Document extract:
##########

David Laws must brush up on the education barriers facing black pupils

 

Newly-appointed education minister David Laws spoke at a Lib Dem fringe meeting yesterday. I asked him about the huge gaps in GCSE achievement between African-Caribbean and White pupils. Sadly his answer revealed he has not yet fully grasped the issue.

I pointed out there was a 28 percent gap between African-Caribbean pupils getting five good GCSEs – grades A* to C – compared to White pupils. That meant 40 percent of African-Caribbean’s were leaving school having failed to achieve this benchmark.

 

How concerned was he about this and did he believe that specific measures were needed to address this, or does he hold to a colourblind approach which assumes tackling disadvantage will help all disadvantaged pupils equally? 

His response left a lot to be desired. He replied:

One of the most serious issues in this country is the gap between the disadvantaged and the rest. The biggest challenge is the white working class who are at the bottom of the table. 

There are differences in other ethnic groups, for example Chinese children to very well. But there are problems as well and this hints at poverty being a predicator of outcomes.

But there’s more to it than that. It’s also about culture, aspirations and chaos in families. 

Schools have to work with the raw material coming in from chaotic environments. That’s why the Pupil Premium is so important to tackle this.

 

I felt Laws only vaguely addressed my question about African-Caribbean GCSE results and the gap between them and the White average. And there were several problems with his answer.

It felt like he was suggesting that it was the White working class rather than African-Caribbean’s we should be most concerned about.  Of course we should be concerned about the White working class but it’s a bit rich talking about class inequalities when this Coalition government axed the socio-economic duty from the Equality Act 2010 before it had even been implemented.

Laws missed the point. Yes, the White working class continue to suffer in this most class-ridden of societies, and yes Britain has a terrible record for social mobility. But Black families suffer additional discrimination based on colour, culture and nationality regardless of their class.

Poverty is one predictor of outcomes but there are others too, and unless we recognise the unfairness built into education we are simply turning a blind eye to structural race inequality in society, a process that begins at school.

##########

Recorded information:
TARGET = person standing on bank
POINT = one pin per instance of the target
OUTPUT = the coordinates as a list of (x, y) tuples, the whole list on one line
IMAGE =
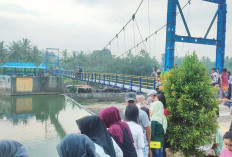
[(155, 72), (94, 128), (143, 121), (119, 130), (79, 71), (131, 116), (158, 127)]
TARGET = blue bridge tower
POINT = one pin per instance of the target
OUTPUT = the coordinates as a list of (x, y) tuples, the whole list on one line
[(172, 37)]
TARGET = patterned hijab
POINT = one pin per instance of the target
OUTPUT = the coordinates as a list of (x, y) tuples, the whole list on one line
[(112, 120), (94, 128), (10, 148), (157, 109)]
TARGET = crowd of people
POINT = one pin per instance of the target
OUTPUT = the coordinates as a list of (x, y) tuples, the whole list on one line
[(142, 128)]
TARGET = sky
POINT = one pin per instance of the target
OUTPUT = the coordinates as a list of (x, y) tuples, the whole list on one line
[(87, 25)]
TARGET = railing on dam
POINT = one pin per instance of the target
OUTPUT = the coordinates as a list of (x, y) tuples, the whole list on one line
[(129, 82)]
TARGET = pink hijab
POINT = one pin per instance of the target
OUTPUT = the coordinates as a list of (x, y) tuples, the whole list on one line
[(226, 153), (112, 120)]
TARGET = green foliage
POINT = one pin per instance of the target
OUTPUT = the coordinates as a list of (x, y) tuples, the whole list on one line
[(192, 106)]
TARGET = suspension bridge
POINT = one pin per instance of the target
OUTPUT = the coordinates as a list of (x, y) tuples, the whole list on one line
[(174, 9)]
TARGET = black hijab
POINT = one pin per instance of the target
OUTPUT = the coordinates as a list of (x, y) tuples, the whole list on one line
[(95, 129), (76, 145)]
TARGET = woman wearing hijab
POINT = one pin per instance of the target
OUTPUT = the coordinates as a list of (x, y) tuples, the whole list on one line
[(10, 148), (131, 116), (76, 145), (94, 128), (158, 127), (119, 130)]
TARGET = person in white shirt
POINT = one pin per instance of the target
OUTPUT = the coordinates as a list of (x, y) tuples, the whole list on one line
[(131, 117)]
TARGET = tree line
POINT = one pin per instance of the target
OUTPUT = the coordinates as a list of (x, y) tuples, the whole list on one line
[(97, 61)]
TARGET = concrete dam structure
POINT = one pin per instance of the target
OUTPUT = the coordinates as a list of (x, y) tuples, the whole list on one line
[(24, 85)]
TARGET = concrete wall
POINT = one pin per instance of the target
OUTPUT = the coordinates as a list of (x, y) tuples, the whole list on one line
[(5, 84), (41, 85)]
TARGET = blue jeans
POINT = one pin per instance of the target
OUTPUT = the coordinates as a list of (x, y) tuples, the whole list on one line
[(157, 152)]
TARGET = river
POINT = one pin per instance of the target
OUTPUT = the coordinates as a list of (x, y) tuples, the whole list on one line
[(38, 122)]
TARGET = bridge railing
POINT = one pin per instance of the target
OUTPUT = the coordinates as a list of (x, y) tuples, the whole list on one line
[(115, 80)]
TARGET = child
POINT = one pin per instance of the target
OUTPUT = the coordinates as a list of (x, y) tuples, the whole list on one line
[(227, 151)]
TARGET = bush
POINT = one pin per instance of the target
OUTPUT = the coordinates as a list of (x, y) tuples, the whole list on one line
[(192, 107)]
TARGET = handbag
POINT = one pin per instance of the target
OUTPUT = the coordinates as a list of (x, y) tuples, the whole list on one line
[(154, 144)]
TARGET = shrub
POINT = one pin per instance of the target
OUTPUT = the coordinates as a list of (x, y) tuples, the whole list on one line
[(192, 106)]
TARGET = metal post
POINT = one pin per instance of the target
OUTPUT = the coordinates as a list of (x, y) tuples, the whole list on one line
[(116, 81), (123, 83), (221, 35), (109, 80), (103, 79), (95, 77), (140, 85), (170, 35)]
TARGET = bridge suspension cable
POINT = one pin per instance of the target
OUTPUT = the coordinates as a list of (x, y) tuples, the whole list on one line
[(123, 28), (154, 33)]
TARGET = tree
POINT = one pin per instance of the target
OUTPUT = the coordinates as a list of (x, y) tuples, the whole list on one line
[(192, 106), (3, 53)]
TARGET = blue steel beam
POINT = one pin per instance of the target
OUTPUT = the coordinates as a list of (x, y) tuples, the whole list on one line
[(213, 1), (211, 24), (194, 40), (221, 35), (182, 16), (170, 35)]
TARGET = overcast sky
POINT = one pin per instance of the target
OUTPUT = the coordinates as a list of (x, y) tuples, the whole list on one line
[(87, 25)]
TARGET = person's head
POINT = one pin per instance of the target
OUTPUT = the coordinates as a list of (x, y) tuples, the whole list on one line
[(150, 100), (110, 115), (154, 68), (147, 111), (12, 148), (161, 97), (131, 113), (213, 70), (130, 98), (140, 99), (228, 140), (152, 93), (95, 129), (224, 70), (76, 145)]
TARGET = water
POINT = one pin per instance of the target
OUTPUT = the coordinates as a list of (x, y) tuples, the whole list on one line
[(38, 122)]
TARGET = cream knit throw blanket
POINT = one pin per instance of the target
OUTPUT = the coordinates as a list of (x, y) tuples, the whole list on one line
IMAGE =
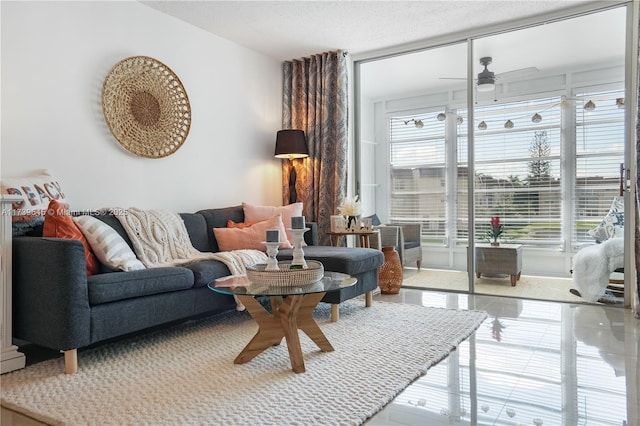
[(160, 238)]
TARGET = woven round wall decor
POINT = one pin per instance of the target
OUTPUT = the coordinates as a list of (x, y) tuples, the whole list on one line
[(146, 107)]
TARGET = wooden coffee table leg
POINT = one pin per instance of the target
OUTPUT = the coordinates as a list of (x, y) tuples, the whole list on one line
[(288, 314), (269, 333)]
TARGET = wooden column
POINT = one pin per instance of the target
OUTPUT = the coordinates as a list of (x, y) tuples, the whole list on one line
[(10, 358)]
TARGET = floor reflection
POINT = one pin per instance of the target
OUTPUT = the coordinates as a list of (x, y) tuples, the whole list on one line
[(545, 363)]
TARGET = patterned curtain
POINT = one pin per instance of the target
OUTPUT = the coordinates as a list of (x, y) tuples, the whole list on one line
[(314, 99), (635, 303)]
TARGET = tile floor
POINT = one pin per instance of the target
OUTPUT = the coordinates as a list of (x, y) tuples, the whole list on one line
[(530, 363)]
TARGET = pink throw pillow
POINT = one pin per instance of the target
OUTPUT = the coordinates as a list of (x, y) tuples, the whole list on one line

##########

Task details:
In the opinion piece about David Laws above, copy the passage from "I pointed out" to "of the table." word for word.

Expected answer:
I pointed out there was a 28 percent gap between African-Caribbean pupils getting five good GCSEs – grades A* to C – compared to White pupils. That meant 40 percent of African-Caribbean’s were leaving school having failed to achieve this benchmark.

 

How concerned was he about this and did he believe that specific measures were needed to address this, or does he hold to a colourblind approach which assumes tackling disadvantage will help all disadvantaged pupils equally? 

His response left a lot to be desired. He replied:

One of the most serious issues in this country is the gap between the disadvantaged and the rest. The biggest challenge is the white working class who are at the bottom of the table.